== Job ==
Reproduce the following lines verbatim, with no changes to any character, spacing, or line order.

━━━━

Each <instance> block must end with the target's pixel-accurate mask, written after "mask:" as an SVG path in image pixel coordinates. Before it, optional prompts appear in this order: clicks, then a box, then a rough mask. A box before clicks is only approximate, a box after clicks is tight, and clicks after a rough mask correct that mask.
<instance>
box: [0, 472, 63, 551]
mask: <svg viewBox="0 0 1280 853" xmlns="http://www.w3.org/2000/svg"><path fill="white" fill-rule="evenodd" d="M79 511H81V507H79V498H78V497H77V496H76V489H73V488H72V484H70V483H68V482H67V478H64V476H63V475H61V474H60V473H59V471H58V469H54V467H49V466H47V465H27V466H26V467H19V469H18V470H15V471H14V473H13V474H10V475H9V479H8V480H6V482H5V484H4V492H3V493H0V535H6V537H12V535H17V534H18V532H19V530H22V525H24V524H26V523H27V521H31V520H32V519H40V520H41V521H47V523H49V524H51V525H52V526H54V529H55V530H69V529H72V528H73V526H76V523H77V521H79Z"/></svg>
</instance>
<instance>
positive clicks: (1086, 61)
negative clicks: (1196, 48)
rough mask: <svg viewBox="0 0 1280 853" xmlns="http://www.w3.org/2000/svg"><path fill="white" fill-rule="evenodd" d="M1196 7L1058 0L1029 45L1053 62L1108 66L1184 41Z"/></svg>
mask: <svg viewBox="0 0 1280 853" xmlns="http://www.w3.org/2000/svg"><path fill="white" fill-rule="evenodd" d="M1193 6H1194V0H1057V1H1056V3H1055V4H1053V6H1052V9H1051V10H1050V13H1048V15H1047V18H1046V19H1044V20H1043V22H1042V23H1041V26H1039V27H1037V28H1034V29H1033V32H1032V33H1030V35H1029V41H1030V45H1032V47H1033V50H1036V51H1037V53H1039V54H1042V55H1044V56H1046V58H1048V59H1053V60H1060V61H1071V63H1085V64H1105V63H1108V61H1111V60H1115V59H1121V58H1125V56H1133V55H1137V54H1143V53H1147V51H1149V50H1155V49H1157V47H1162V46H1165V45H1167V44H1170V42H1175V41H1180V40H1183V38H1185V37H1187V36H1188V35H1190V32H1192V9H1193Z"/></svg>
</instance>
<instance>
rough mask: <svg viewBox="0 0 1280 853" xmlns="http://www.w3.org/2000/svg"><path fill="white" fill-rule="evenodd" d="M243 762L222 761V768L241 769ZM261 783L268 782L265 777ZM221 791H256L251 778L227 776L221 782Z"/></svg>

━━━━

== Response to this exercise ==
Each <instance> block must end with the target's pixel-accurate mask, written after "mask:" as an SVG path in image pixel coordinates. Before it, optional prompts appear in this order: clicks, then a box, then a rough mask. A box before clicks is only approximate, a box after clicks is tight, and clicks after a rough mask correct that mask.
<instance>
box: [0, 472, 63, 551]
mask: <svg viewBox="0 0 1280 853" xmlns="http://www.w3.org/2000/svg"><path fill="white" fill-rule="evenodd" d="M79 511H81V507H79V498H78V497H77V496H76V489H73V488H72V484H70V483H68V482H67V478H64V476H63V475H61V474H60V473H59V471H58V469H54V467H49V466H47V465H27V466H26V467H19V469H18V470H15V471H14V473H13V474H10V475H9V479H8V480H6V482H5V484H4V492H3V493H0V535H6V537H12V535H17V534H18V532H19V530H22V525H24V524H26V523H27V521H31V520H32V519H40V520H41V521H47V523H49V524H51V525H52V526H54V529H55V530H69V529H72V528H73V526H76V523H77V521H79Z"/></svg>
</instance>
<instance>
positive clicks: (1086, 61)
negative clicks: (1196, 48)
rough mask: <svg viewBox="0 0 1280 853" xmlns="http://www.w3.org/2000/svg"><path fill="white" fill-rule="evenodd" d="M1196 7L1058 0L1029 45L1053 62L1108 66L1184 41Z"/></svg>
mask: <svg viewBox="0 0 1280 853" xmlns="http://www.w3.org/2000/svg"><path fill="white" fill-rule="evenodd" d="M1193 6H1194V0H1057V1H1056V3H1055V4H1053V6H1052V9H1051V10H1050V13H1048V15H1047V18H1046V19H1044V20H1043V22H1042V23H1041V26H1039V27H1037V28H1034V29H1033V32H1032V33H1030V35H1029V41H1030V45H1032V47H1033V50H1036V51H1037V53H1039V54H1042V55H1044V56H1046V58H1048V59H1053V60H1060V61H1071V63H1085V64H1105V63H1108V61H1111V60H1115V59H1121V58H1125V56H1133V55H1137V54H1143V53H1147V51H1149V50H1155V49H1157V47H1162V46H1165V45H1167V44H1170V42H1175V41H1180V40H1183V38H1185V37H1187V36H1188V35H1190V32H1192V9H1193Z"/></svg>
</instance>
<instance>
rough mask: <svg viewBox="0 0 1280 853" xmlns="http://www.w3.org/2000/svg"><path fill="white" fill-rule="evenodd" d="M243 762L222 761V768L241 769ZM261 783L268 782L265 777ZM221 791H256L251 778L227 776L221 782Z"/></svg>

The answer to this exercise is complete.